## TASK BRIEF
Translate this sentence from the triathlon text below into Spanish: "Cervical dystonia can also cause your head to uncontrollably tilt forward or backward."

## STUDY TEXT
◇ ◇ ◇

Triathlon is one of the toughest sport there is, according to an article that rated in 2019 the top 10 endurance sports, Triathlon ranks #2. Athletes who have joined a triathlon knows the preparation and training that it requires to get to the level of mental and physical conditioning that will enable a participant to finish the race.
When the COVID crisis hit, it showed how challenging it is for triathletes to maintain their level of fitness as they are mostly confined to indoor training and can only do stretch cords for swimming, but it cannot simulate what it is like to be back to the water.
Not just confined to athletes, what the crisis also did is that it revealed what we are made of when faced with adversity that we can do very little or absolutely nothing about. In a time like this, and in most situations that put us in a position to dig deep, we often try to draw inspiration from people who have overcome adversities and have experienced far worse than what we are facing and yet has been able to embrace their situation and come out victorious.
Speaking of adversity, imagine now that you will join a triathlon having cervical dystonia, also called spasmodic torticollis, is a painful condition in which your neck muscles contract involuntarily, causing your head to twist or turn to one side. Cervical dystonia can also cause your head to uncontrollably tilt forward or backward.
Jirome De Castro is such an athlete, he has been diagnosed with cervical dystonia in July 2015 and has battled all that this painful condition has thrown at him. Instead of letting dystonia get the best of him, he has used it to spur on further in marathons, multisport, and triathlons.
Since the time that he was diagnosed, he has participated in 31 running events, 5 of which are marathons where he had his best finish at 9th place. He has also participated and finished in 19 multisport events of which 6 are standard triathlons and 2 are half ironman. The last standard triathlon event that he joined before COVID hit was in October 2019 where he finished 12th in his age group. His primary motivation is that he is now inspired to be an advocate of dystonia awareness. As he has said in one of his blogs.

◇ ◇ ◇

## Data excerpts

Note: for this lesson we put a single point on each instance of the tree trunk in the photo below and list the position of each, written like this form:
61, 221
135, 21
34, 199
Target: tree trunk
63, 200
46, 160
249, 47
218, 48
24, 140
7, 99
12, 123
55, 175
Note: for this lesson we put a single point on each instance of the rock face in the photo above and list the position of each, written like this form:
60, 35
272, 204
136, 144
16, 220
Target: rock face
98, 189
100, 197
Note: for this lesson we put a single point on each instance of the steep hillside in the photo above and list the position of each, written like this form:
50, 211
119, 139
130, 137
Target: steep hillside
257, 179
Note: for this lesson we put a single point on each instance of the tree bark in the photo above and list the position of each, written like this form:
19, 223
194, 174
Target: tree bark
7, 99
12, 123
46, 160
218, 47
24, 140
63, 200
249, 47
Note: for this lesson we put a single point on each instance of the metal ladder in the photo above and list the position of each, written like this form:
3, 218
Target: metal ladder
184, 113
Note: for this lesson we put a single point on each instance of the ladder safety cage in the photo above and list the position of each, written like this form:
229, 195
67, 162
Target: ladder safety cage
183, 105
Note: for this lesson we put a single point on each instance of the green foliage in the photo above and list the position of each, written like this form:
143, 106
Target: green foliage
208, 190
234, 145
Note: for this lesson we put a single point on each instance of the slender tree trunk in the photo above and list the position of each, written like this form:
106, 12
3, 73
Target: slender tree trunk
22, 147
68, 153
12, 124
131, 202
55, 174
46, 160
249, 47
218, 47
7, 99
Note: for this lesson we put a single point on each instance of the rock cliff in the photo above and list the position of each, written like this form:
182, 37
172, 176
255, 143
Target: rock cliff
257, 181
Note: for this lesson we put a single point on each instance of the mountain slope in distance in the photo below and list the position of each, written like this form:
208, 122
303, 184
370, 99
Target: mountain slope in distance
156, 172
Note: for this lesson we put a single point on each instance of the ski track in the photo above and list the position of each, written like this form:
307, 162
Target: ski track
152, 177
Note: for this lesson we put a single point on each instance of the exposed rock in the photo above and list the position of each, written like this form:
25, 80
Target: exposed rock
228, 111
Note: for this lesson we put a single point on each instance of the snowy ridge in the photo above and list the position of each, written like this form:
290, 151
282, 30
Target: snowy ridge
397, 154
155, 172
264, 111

◇ ◇ ◇

## TASK RESPONSE
La distonía cervical también puede hacer que tu cabeza se incline de forma incontrolable hacia adelante o hacia atrás.